You can install this plug-in using vim-plug. Just use vim-plug's command for it:
Plug 'tiagofumo/vim-nerdtree-syntax-highlight'
NeoBundle is a fork of Vundle and vim-plug is a successor of Vundle. This lineage means they share commonalities in managing plugins and they are fairly compatible with each other.
All of Vundle, NeoBundle and vim-plug use very similar way of setting up plugins, with a stanza in the vimrc file delimited by calls to a vundle#begin()
and a vundle#end()
(or neobundle
, or plug
), having the list of plugins to load/install listed inside that block, using a command registered by the plugin itself.
Most differences between these three are in how they manage installing and fetching plugins, but mainly in how the newer ones try to fetch plugins using more parallelism and asynchronous calls in order to provide faster install/update processes.
In terms of plugin layout, virtually all Vim plugins use the same layout, which was initially proposed by tpope's pathogen.vim (and can even be traced further back to vimball packages), which involves shipping the plugin files in the subdirectories recognized by Vim inside ~/.vim
or vimfiles
or $VIMRUNTIME
, and then using the 'runtimepath'
option to include all the plugin directories, so that their files will be found by Vim during runtime.
(In fact, this process of registering plugins into 'runtimepath'
was made into a first class feature of Vim 8, which introduced support for "packages" which implement this same procedure.)

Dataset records

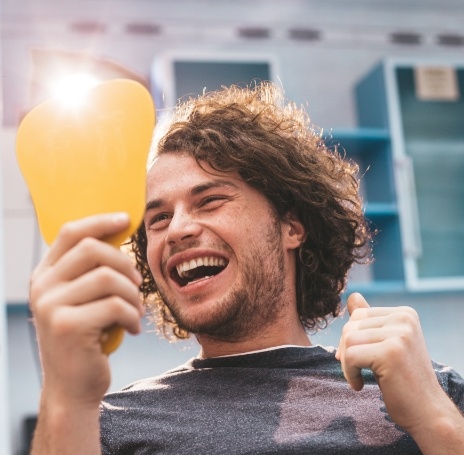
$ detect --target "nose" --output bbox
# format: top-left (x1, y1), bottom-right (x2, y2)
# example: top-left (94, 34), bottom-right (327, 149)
top-left (166, 210), bottom-right (201, 245)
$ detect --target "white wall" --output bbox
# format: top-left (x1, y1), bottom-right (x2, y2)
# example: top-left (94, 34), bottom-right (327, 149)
top-left (0, 0), bottom-right (464, 454)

Task goal
Retype the Vim plugin passage word for word between "You can install" and "to a vundle#begin()", inclusive. Rely only on the Vim plugin passage and ignore the data.

Solution for this task
You can install this plug-in using vim-plug. Just use vim-plug's command for it:
Plug 'tiagofumo/vim-nerdtree-syntax-highlight'
NeoBundle is a fork of Vundle and vim-plug is a successor of Vundle. This lineage means they share commonalities in managing plugins and they are fairly compatible with each other.
All of Vundle, NeoBundle and vim-plug use very similar way of setting up plugins, with a stanza in the vimrc file delimited by calls to a vundle#begin()